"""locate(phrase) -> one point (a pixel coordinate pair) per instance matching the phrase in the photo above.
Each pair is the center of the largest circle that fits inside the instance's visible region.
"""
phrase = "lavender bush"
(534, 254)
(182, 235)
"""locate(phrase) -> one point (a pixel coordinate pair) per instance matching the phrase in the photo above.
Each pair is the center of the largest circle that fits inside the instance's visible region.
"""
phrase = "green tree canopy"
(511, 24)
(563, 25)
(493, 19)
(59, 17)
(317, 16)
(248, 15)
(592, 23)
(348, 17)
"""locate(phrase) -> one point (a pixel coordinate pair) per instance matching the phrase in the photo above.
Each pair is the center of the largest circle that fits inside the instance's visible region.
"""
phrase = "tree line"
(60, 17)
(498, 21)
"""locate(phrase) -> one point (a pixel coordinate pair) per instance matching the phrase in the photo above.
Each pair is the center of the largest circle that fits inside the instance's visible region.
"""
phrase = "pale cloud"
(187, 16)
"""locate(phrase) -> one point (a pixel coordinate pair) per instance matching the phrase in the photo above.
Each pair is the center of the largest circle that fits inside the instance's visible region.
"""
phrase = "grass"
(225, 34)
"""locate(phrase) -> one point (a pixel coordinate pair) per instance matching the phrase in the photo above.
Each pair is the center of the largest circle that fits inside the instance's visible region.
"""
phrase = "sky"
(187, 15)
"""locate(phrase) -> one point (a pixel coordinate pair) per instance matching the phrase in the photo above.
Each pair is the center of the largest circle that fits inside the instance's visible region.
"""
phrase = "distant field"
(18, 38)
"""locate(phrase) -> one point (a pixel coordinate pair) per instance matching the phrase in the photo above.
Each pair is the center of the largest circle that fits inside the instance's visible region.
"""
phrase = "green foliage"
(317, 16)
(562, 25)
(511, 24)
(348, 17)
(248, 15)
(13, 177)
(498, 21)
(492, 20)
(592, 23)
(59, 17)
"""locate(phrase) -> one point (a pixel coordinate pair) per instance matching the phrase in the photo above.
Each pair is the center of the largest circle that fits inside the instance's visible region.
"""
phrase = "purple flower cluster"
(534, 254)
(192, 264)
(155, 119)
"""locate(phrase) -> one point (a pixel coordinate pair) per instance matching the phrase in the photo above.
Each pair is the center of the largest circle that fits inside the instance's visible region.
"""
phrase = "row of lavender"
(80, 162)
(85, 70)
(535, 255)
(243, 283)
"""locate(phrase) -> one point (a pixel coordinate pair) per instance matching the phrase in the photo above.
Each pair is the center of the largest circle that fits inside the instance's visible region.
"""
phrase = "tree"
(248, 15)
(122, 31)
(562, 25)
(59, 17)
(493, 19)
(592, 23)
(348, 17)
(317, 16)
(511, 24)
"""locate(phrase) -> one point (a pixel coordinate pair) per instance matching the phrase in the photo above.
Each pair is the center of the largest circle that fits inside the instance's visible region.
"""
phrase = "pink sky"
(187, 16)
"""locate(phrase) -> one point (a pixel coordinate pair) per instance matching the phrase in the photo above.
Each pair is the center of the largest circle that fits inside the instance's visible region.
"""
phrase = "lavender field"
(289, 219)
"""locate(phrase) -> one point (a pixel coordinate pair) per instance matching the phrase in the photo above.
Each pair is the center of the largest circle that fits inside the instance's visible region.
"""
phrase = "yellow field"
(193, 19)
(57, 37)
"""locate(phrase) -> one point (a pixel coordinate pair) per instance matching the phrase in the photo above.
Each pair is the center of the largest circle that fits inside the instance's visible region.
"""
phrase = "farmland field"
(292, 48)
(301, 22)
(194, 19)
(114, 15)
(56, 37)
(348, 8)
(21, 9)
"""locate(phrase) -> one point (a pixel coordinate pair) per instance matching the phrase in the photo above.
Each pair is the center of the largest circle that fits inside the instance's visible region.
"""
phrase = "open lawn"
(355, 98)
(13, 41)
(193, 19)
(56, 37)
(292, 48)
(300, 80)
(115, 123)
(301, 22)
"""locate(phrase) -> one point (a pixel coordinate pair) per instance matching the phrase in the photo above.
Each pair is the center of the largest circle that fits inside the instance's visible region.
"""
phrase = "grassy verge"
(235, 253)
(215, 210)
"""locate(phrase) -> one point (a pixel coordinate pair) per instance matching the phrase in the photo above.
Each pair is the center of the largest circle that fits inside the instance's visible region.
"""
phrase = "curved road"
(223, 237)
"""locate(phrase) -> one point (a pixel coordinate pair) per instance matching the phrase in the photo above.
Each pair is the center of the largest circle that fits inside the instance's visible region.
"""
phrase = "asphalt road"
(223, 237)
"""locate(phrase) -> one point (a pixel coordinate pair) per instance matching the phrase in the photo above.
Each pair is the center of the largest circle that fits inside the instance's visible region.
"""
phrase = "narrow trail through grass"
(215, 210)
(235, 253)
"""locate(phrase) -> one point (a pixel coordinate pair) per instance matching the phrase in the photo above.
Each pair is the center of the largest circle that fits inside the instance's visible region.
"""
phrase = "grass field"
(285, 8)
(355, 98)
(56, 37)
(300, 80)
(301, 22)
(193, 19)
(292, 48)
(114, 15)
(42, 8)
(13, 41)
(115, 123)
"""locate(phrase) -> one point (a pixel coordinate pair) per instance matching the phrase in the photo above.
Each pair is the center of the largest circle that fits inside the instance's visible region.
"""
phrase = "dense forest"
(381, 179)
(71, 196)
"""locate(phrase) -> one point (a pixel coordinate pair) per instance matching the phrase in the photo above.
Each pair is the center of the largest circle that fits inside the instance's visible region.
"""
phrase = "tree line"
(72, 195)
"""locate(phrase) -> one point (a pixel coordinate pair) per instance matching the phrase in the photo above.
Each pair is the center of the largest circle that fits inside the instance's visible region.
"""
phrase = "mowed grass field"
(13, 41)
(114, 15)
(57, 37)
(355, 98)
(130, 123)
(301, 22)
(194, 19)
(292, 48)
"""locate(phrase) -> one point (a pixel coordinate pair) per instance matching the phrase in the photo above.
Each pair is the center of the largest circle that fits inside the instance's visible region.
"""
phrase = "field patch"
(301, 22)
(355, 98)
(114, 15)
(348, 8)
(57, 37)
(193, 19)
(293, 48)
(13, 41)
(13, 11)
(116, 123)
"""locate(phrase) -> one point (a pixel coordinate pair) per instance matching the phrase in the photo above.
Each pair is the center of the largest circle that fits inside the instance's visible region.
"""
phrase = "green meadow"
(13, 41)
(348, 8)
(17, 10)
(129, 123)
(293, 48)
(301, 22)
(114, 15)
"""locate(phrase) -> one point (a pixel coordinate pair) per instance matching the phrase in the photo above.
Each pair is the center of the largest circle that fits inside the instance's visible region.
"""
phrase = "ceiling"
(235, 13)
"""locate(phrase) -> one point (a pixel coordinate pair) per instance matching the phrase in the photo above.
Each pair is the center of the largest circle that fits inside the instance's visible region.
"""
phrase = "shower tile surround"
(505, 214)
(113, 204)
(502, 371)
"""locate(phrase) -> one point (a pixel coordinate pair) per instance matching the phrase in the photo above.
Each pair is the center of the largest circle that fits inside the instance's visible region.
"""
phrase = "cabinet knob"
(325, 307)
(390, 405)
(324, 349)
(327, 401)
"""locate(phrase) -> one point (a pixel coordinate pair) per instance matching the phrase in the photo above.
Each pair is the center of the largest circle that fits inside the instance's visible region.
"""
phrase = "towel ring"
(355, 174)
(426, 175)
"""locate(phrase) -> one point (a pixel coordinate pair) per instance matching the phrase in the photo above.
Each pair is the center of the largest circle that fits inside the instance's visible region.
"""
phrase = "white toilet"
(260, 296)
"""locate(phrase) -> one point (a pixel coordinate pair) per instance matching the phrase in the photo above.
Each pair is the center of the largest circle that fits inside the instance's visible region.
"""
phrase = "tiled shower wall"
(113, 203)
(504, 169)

The problem: Start to finish, copy the records above with no differences.

Your solution:
"""locate(phrase) -> one point (a pixel coordinate pair) per instance matching the phrase in the photo above.
Each pair is the center of the largest circle that fits inside the instance's visible region.
"""
phrase = "lavender bush"
(534, 254)
(182, 235)
"""locate(phrase) -> one point (a pixel coordinate pair) per instance matching the phrase in the photo above.
Each pair is the center of the largest circle that fits inside the instance's visible region.
"""
phrase = "green tree canopy"
(511, 24)
(563, 25)
(493, 19)
(59, 17)
(317, 16)
(248, 15)
(592, 23)
(348, 17)
"""locate(phrase) -> one point (a pixel coordinate pair) per instance matching the phrase in the photo above.
Each pair is the center of the largest circle that fits inside the instance's visible region.
"""
phrase = "tree line"
(60, 17)
(498, 21)
"""locate(phrase) -> one point (a pixel coordinate pair) per instance matching the phrase in the photo above.
Each pair is the center of the largest circle that fits inside the instance's visible region.
"""
phrase = "pale cloud"
(187, 16)
"""locate(phrase) -> one point (a pixel coordinate pair) per instance matching the phrase in the photo above.
Each pair is the center of the largest circle that fits inside the instance's visible region.
"""
phrase = "grass"
(225, 34)
"""locate(phrase) -> one point (a pixel coordinate pair) per instance matching the phrase in the photo above.
Each pair is the center of the largest circle that fits inside the instance's visible region.
"""
phrase = "sky"
(187, 15)
"""locate(phrase) -> one point (a pixel coordinate pair) per instance matching the phrase in the photo above.
Each pair is the center of the largest circle that fits inside the instance's visible region.
"""
phrase = "distant field"
(18, 38)
"""locate(phrase) -> one point (a pixel coordinate pair) per instance matching the phrase in the photo above.
Each pair is the center of the largest circle that fits inside the instance's visible region.
"""
phrase = "green foliage"
(317, 16)
(562, 25)
(511, 24)
(348, 17)
(248, 15)
(13, 177)
(498, 21)
(492, 20)
(592, 23)
(59, 17)
"""locate(phrase) -> one point (a pixel coordinate pair) per instance matching the phrase in the photo above.
Each pair is the center of the largest circle that fits inside the instance's visible region.
"""
phrase = "purple flower cluster"
(534, 254)
(192, 264)
(155, 119)
"""locate(phrase) -> one point (a pixel coordinate pair) per instance matching the phrase in the photo above.
Each pair is the center of the largest circle that fits inside the instance's visible region.
"""
phrase = "row of lavender"
(80, 162)
(85, 70)
(535, 255)
(243, 283)
"""locate(phrase) -> one point (a pixel coordinate pair) per instance matching the phrase in the photo above.
Each pair is the center of the largest circle that fits inside the instance's visible region.
"""
phrase = "tree"
(248, 15)
(122, 31)
(562, 25)
(59, 17)
(493, 19)
(592, 23)
(348, 17)
(317, 16)
(511, 24)
"""locate(phrase) -> one point (a pixel coordinate pair) per instance matching the phrase in the photo above.
Each pair is the center of the largest circle that fits inside the instance's visible region.
"""
phrase = "pink sky"
(187, 16)
"""locate(phrase) -> one point (a pixel coordinate pair) per instance matching the phrase in the photo above.
Each pair is the center of the largest circle that fits inside the instance's visible region.
"""
phrase = "lavender field"
(289, 219)
"""locate(phrase) -> one point (a pixel coordinate pair) per instance matching the phrase in the photo above.
Each pair is the center of the largest circle that fits inside the instance's visible region.
"""
phrase = "yellow field"
(193, 19)
(57, 37)
"""locate(phrase) -> one point (a pixel coordinate pair) per instance matching the phrase in the photo above.
Each pair is the center of the largest circle that fits inside the instance's visible region.
"""
phrase = "farmland field"
(292, 48)
(301, 22)
(194, 19)
(114, 15)
(56, 37)
(348, 8)
(21, 9)
"""locate(phrase) -> one point (a pixel coordinate pair) per instance matching the phrase in the photo above.
Each pair is the center of the largest circle that fits inside the instance's visible region.
"""
phrase = "open lawn"
(355, 98)
(13, 41)
(193, 19)
(56, 37)
(292, 48)
(300, 80)
(115, 123)
(301, 22)
"""locate(phrase) -> one point (a pixel coordinate pair) per instance matching the phrase in the photo above.
Each pair is the center of the largest circle that fits inside the instance's visible region.
"""
phrase = "grassy verge"
(235, 253)
(215, 210)
"""locate(phrase) -> one point (a pixel coordinate pair) per instance matching the phrase in the photo above.
Each pair is the center of the largest circle that fits inside the instance's visible region.
"""
phrase = "curved road"
(223, 237)
"""locate(phrase) -> one point (a pixel coordinate pair) per instance matching the phrase in the photo above.
Each pair is the center of the largest circle that fits inside the instance's visible region.
"""
phrase = "asphalt road"
(223, 237)
"""locate(phrase) -> one point (a pixel coordinate pair) per instance matching the phrase in the photo above.
Each pair is the center of the largest circle that fits inside the instance's visible region.
"""
phrase = "narrow trail through grass"
(215, 210)
(235, 253)
"""locate(phrase) -> one point (a pixel coordinate pair) per instance matching the phrase in the photo above.
Each pair is the center of the largest circle that fits inside the instance's visible region.
"""
phrase = "grass field"
(285, 8)
(355, 98)
(56, 37)
(300, 80)
(301, 22)
(193, 19)
(292, 48)
(114, 15)
(42, 8)
(13, 41)
(115, 123)
"""locate(phrase) -> one point (a pixel coordinate pair) per instance matching the phrase in the photo above.
Each pair is the center of the largest circle that fits inside the instance's visible region.
"""
phrase = "dense forest"
(381, 179)
(71, 196)
"""locate(phrase) -> one point (a pixel coordinate pair) per instance matching the phrase in the photo above.
Each pair is the center of the largest circle that fits inside the instance's visible region.
"""
phrase = "tree line"
(72, 195)
"""locate(phrase) -> one point (a pixel coordinate pair) per instance matching the phrase in the photo above.
Each pair is the center of the largest circle that fits inside the instance's visible region.
"""
phrase = "mowed grass field"
(13, 41)
(114, 15)
(57, 37)
(355, 98)
(130, 123)
(301, 22)
(194, 19)
(292, 48)
"""locate(phrase) -> one point (a pixel coordinate pair) per instance matching the phrase in the photo above.
Each pair is the center of the largest circle that fits inside the instance's visible region.
"""
phrase = "field patch"
(301, 22)
(355, 98)
(114, 15)
(348, 8)
(57, 37)
(193, 19)
(293, 48)
(13, 41)
(13, 11)
(116, 123)
"""locate(phrase) -> one point (a pixel coordinate pair) per instance matching the phrase in the photo above.
Each pair is the center of the largest circle that fits inside the instance's visible region.
"""
phrase = "green meadow"
(13, 41)
(348, 8)
(17, 10)
(129, 123)
(293, 48)
(301, 22)
(114, 15)
"""locate(phrase) -> one point (a pixel coordinate pair) per instance matching the phrase in the photo above.
Each pair is the center of the largest circle that fits inside the instance's visible region.
"""
phrase = "ceiling"
(235, 13)
"""locate(phrase) -> one point (a pixel coordinate pair) per instance matching the phrase in the photo above.
Each pair is the center of the largest circle that fits inside the instance's visible region.
"""
phrase = "shower tile surround"
(505, 214)
(113, 204)
(502, 371)
"""locate(phrase) -> one point (a pixel coordinate pair) per instance matching the phrase in the photo above.
Each pair is the center of the largest circle that fits inside the instance's visible region.
"""
phrase = "cabinet knob"
(325, 307)
(390, 405)
(324, 349)
(327, 401)
"""locate(phrase) -> one point (a pixel coordinate pair) per instance matching the phrase in the photo above.
Each pair is the center of the largest circle that fits inside the instance's visible region.
"""
phrase = "towel ring"
(355, 174)
(426, 175)
"""locate(phrase) -> one point (a pixel coordinate pair) per instance matching the phrase in the photo above.
Each pair is the center of the largest circle that fits inside the instance's visible region.
"""
phrase = "white toilet"
(260, 296)
"""locate(phrase) -> one point (a pixel coordinate pair) per instance matching the phrase in the photo above.
Each pair is the center of the largest circle that fits inside the instance's visible region.
"""
phrase = "tiled shower wall"
(113, 203)
(504, 169)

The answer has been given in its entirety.